* _Problem to work on_
Locate every line in the entries below that contains the string "like" and copy each of those lines. Case counts when matching.

Point annotation entries
------------------------------------
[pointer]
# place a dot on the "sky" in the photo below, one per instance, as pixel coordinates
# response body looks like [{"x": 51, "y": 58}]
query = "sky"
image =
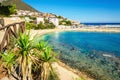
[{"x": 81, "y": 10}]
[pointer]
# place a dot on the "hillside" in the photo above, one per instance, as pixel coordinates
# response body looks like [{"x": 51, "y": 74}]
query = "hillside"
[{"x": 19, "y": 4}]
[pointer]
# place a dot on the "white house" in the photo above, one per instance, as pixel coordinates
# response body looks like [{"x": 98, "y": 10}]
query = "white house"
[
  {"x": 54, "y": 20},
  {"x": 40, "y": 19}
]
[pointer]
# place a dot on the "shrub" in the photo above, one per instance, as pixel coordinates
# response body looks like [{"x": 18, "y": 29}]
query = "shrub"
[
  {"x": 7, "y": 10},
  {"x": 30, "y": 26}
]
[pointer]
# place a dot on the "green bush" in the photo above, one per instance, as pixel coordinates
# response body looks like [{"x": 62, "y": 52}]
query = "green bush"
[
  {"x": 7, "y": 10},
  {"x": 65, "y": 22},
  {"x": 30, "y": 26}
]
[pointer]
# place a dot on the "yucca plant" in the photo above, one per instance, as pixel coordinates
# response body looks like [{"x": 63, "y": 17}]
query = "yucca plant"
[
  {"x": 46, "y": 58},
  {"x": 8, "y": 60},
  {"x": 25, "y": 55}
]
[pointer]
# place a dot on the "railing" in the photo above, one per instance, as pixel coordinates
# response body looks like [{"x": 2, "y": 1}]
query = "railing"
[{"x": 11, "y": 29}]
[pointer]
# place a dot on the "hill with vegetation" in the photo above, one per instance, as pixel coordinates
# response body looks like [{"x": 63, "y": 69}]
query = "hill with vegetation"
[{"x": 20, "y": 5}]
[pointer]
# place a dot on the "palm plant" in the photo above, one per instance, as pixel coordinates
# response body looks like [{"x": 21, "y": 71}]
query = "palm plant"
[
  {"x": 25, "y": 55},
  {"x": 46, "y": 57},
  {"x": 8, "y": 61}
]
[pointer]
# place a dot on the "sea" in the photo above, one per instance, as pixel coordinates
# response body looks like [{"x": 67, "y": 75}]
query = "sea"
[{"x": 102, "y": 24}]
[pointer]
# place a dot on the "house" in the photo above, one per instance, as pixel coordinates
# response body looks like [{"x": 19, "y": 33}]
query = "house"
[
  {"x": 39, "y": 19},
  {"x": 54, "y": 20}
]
------------------------------------
* _The reply_
# response body looks like [{"x": 51, "y": 58}]
# response body looks like [{"x": 51, "y": 74}]
# response body looks like [{"x": 98, "y": 10}]
# response body looks like [{"x": 18, "y": 29}]
# response body looks like [{"x": 62, "y": 52}]
# response body looks like [{"x": 63, "y": 17}]
# response body looks like [{"x": 2, "y": 1}]
# response body looks like [{"x": 63, "y": 69}]
# response body looks like [{"x": 21, "y": 71}]
# response body looks like [{"x": 67, "y": 75}]
# response body looks like [{"x": 19, "y": 33}]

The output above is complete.